Given request:
Locate each line in the listing below that contains the string "foliage", and copy those lines out in full.
## start
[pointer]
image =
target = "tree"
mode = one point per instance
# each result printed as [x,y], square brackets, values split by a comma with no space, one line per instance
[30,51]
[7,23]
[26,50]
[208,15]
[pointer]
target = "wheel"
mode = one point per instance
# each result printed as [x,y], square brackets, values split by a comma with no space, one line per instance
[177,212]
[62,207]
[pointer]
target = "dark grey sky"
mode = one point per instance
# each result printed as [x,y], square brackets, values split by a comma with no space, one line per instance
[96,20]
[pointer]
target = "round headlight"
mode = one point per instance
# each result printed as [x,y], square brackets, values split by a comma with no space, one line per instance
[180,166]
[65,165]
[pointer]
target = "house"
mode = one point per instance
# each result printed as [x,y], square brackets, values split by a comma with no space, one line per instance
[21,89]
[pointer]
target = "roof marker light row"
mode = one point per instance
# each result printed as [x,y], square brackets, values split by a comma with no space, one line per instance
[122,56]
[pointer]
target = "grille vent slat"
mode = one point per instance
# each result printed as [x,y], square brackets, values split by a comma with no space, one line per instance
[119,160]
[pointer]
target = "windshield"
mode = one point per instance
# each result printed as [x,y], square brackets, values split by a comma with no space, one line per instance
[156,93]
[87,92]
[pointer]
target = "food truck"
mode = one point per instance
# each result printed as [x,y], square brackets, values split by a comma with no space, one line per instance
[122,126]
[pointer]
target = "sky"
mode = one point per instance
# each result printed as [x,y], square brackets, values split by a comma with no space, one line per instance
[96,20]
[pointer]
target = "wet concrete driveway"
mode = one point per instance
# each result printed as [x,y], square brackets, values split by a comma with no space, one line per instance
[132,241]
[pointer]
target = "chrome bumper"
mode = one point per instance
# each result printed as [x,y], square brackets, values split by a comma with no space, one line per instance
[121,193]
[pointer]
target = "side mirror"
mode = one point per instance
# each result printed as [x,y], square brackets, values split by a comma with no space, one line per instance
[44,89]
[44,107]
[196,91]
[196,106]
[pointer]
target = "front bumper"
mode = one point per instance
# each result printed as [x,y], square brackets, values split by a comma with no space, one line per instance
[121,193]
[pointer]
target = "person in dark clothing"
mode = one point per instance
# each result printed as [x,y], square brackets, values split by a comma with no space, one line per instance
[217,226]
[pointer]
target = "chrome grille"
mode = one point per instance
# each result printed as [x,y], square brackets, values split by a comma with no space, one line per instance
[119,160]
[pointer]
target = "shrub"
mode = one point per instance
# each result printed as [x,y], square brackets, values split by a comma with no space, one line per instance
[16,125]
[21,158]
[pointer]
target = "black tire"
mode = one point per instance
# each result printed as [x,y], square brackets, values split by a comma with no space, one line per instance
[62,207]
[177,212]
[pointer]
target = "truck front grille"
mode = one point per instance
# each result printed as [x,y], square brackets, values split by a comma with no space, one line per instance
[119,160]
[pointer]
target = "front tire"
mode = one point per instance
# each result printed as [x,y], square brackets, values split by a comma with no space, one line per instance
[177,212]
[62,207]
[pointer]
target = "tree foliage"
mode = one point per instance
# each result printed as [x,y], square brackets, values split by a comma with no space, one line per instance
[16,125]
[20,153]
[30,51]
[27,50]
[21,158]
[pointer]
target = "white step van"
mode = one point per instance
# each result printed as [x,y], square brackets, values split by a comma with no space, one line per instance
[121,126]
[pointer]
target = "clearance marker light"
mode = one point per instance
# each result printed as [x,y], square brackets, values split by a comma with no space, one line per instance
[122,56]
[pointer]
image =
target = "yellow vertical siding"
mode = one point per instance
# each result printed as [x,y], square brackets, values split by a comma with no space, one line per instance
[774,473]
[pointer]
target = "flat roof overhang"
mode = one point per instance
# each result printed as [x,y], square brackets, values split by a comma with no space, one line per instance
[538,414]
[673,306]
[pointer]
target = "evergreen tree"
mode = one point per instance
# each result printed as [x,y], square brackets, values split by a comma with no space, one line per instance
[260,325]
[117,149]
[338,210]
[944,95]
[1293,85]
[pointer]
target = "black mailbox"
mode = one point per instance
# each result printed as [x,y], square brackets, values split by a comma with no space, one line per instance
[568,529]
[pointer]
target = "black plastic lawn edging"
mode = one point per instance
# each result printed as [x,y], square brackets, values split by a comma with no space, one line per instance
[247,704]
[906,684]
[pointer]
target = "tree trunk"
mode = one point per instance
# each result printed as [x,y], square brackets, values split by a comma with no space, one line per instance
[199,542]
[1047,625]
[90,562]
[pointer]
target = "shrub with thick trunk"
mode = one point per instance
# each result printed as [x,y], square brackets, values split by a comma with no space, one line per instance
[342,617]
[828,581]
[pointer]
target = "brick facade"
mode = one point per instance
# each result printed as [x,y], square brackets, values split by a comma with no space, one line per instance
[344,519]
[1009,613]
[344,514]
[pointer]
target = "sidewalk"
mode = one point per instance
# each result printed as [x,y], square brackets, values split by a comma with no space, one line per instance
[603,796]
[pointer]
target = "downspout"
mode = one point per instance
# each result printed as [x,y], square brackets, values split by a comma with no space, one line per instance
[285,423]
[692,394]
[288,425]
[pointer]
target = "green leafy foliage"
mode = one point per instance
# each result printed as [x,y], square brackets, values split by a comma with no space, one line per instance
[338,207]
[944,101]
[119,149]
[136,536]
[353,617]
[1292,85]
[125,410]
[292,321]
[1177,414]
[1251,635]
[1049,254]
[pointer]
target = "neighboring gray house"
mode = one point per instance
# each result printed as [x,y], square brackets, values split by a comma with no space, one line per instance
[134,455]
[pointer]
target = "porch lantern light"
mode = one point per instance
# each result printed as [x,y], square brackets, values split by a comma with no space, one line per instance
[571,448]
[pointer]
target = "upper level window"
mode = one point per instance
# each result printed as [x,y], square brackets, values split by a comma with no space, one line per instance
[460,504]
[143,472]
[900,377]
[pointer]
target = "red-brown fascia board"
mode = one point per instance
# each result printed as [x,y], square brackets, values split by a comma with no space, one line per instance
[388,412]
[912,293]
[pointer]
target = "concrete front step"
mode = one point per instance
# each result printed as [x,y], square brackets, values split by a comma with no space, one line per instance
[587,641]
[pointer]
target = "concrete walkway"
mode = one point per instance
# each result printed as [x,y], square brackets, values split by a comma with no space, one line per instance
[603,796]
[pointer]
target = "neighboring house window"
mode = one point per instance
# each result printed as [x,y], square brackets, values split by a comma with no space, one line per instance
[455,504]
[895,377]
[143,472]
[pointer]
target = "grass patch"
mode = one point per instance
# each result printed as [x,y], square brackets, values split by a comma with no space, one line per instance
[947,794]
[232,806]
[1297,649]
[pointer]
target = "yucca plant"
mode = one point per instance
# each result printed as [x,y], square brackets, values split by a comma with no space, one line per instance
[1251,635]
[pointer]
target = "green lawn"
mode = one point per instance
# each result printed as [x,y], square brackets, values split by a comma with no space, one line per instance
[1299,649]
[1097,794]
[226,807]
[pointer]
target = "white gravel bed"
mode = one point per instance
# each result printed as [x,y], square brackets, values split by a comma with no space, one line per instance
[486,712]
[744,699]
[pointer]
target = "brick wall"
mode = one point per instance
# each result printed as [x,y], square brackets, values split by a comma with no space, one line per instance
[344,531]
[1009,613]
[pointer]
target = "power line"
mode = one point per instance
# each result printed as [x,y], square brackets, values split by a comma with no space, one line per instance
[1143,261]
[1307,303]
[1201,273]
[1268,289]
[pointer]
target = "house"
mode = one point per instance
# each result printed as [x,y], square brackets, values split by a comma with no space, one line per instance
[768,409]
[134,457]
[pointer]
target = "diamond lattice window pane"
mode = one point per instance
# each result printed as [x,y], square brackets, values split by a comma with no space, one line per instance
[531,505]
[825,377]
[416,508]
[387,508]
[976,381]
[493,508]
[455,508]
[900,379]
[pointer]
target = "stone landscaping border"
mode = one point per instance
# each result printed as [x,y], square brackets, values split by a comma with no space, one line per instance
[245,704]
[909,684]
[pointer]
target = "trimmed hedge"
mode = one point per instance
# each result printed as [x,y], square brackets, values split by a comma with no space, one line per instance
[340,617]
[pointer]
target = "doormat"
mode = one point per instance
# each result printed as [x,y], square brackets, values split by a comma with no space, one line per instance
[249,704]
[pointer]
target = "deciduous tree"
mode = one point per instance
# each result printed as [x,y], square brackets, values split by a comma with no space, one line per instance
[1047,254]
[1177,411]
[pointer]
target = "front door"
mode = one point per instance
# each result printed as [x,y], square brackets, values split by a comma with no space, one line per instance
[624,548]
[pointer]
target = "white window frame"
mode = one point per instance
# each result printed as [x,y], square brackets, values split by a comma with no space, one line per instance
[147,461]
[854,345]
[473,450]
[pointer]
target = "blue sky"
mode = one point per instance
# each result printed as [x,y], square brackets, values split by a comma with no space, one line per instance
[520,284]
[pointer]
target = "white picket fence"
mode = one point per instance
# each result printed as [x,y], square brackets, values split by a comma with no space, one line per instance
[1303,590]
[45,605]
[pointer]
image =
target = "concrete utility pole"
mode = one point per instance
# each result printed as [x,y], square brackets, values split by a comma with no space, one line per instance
## end
Finished exercise:
target = "tree foliage"
target = "green leafy foliage"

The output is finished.